## Collected data entries:
>>>>>

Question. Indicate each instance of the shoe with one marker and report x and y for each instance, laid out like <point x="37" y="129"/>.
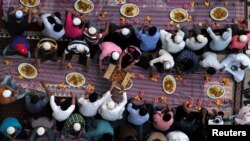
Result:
<point x="246" y="102"/>
<point x="246" y="93"/>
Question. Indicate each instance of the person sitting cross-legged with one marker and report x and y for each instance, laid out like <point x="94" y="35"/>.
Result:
<point x="165" y="58"/>
<point x="42" y="126"/>
<point x="236" y="64"/>
<point x="219" y="42"/>
<point x="210" y="62"/>
<point x="73" y="127"/>
<point x="80" y="48"/>
<point x="52" y="25"/>
<point x="10" y="91"/>
<point x="18" y="45"/>
<point x="18" y="21"/>
<point x="73" y="25"/>
<point x="63" y="111"/>
<point x="101" y="130"/>
<point x="186" y="62"/>
<point x="163" y="119"/>
<point x="109" y="49"/>
<point x="198" y="41"/>
<point x="46" y="49"/>
<point x="111" y="110"/>
<point x="35" y="100"/>
<point x="173" y="43"/>
<point x="11" y="129"/>
<point x="88" y="106"/>
<point x="137" y="116"/>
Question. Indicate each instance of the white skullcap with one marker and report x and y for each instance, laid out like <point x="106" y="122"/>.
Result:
<point x="178" y="39"/>
<point x="115" y="55"/>
<point x="243" y="38"/>
<point x="11" y="130"/>
<point x="166" y="65"/>
<point x="77" y="127"/>
<point x="111" y="104"/>
<point x="46" y="46"/>
<point x="200" y="38"/>
<point x="40" y="131"/>
<point x="6" y="93"/>
<point x="92" y="30"/>
<point x="177" y="136"/>
<point x="76" y="21"/>
<point x="125" y="31"/>
<point x="225" y="35"/>
<point x="19" y="14"/>
<point x="79" y="48"/>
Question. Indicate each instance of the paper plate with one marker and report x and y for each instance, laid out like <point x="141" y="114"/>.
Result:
<point x="129" y="10"/>
<point x="219" y="13"/>
<point x="215" y="91"/>
<point x="75" y="79"/>
<point x="179" y="15"/>
<point x="171" y="85"/>
<point x="30" y="3"/>
<point x="84" y="6"/>
<point x="27" y="70"/>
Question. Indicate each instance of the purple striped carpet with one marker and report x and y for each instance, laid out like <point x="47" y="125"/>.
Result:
<point x="159" y="10"/>
<point x="194" y="88"/>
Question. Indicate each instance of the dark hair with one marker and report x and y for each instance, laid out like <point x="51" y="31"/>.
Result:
<point x="65" y="104"/>
<point x="166" y="117"/>
<point x="221" y="113"/>
<point x="107" y="137"/>
<point x="130" y="138"/>
<point x="211" y="71"/>
<point x="136" y="55"/>
<point x="152" y="30"/>
<point x="142" y="111"/>
<point x="93" y="97"/>
<point x="242" y="66"/>
<point x="156" y="139"/>
<point x="58" y="27"/>
<point x="34" y="98"/>
<point x="51" y="20"/>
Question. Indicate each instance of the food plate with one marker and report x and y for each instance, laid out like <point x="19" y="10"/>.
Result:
<point x="219" y="13"/>
<point x="27" y="70"/>
<point x="128" y="86"/>
<point x="129" y="10"/>
<point x="75" y="79"/>
<point x="30" y="3"/>
<point x="169" y="84"/>
<point x="215" y="91"/>
<point x="179" y="15"/>
<point x="84" y="6"/>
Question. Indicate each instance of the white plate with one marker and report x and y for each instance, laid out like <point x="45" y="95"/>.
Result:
<point x="80" y="10"/>
<point x="178" y="10"/>
<point x="217" y="85"/>
<point x="118" y="87"/>
<point x="23" y="74"/>
<point x="135" y="13"/>
<point x="28" y="5"/>
<point x="163" y="81"/>
<point x="75" y="73"/>
<point x="221" y="19"/>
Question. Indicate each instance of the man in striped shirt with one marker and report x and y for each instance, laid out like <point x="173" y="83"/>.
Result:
<point x="77" y="47"/>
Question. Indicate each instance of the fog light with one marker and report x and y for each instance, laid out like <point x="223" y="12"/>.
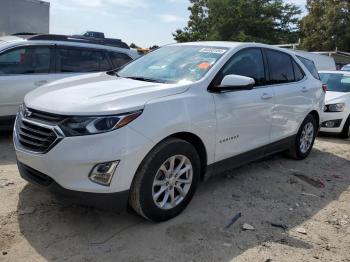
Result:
<point x="103" y="173"/>
<point x="329" y="124"/>
<point x="332" y="123"/>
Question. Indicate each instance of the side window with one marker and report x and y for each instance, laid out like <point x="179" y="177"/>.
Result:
<point x="25" y="60"/>
<point x="298" y="72"/>
<point x="310" y="65"/>
<point x="248" y="62"/>
<point x="119" y="59"/>
<point x="75" y="60"/>
<point x="280" y="67"/>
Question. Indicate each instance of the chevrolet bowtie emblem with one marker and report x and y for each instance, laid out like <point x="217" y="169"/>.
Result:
<point x="27" y="113"/>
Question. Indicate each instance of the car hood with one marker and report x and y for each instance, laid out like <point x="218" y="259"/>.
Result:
<point x="332" y="96"/>
<point x="97" y="94"/>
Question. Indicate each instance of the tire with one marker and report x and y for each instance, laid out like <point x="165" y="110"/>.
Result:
<point x="298" y="151"/>
<point x="154" y="169"/>
<point x="346" y="129"/>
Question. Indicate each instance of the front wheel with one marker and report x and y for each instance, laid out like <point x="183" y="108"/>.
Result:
<point x="166" y="180"/>
<point x="304" y="139"/>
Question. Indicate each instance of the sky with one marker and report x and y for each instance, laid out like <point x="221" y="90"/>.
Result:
<point x="143" y="22"/>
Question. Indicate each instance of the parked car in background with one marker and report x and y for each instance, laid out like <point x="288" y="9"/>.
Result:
<point x="30" y="61"/>
<point x="336" y="116"/>
<point x="147" y="135"/>
<point x="346" y="68"/>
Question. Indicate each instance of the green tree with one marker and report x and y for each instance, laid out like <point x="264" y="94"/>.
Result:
<point x="267" y="21"/>
<point x="327" y="25"/>
<point x="133" y="45"/>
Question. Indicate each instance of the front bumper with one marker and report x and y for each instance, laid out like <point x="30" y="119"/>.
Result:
<point x="333" y="116"/>
<point x="112" y="201"/>
<point x="70" y="161"/>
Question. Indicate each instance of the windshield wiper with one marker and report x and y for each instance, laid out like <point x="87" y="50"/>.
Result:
<point x="141" y="78"/>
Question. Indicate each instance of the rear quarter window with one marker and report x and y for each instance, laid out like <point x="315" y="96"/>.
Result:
<point x="310" y="65"/>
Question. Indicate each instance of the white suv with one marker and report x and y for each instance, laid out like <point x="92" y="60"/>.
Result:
<point x="147" y="135"/>
<point x="30" y="61"/>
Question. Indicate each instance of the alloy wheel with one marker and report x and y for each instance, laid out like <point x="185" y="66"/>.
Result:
<point x="172" y="182"/>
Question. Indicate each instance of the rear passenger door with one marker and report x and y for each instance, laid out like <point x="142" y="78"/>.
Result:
<point x="72" y="61"/>
<point x="289" y="86"/>
<point x="243" y="117"/>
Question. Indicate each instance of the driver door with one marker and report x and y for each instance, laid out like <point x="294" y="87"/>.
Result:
<point x="243" y="117"/>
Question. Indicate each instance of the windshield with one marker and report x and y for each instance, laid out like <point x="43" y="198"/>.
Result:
<point x="172" y="64"/>
<point x="346" y="68"/>
<point x="336" y="82"/>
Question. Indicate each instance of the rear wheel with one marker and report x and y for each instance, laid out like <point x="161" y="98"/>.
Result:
<point x="166" y="180"/>
<point x="346" y="129"/>
<point x="304" y="139"/>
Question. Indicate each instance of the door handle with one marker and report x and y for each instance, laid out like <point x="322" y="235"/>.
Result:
<point x="266" y="96"/>
<point x="41" y="82"/>
<point x="304" y="89"/>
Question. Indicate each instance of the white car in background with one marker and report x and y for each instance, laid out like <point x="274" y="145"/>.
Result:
<point x="30" y="61"/>
<point x="336" y="116"/>
<point x="346" y="68"/>
<point x="148" y="134"/>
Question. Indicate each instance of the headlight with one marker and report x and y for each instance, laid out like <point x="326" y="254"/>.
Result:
<point x="86" y="125"/>
<point x="335" y="107"/>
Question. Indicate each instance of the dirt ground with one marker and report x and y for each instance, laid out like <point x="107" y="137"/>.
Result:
<point x="311" y="198"/>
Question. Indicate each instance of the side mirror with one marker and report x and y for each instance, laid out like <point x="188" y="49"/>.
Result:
<point x="235" y="83"/>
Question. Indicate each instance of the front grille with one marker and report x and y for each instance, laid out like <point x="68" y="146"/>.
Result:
<point x="40" y="116"/>
<point x="34" y="136"/>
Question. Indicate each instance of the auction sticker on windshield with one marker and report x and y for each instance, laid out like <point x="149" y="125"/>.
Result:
<point x="213" y="50"/>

<<<<<

## Exercise task:
Set down the lines of the records above exactly, from the line with "Question. Indicate each instance of the auction" up to and including the last line of the records.

## Full response:
Question. Indicate each instance of the auction sticker on windshield with one marker and report x and y for each instance, laid out like <point x="149" y="125"/>.
Result:
<point x="213" y="50"/>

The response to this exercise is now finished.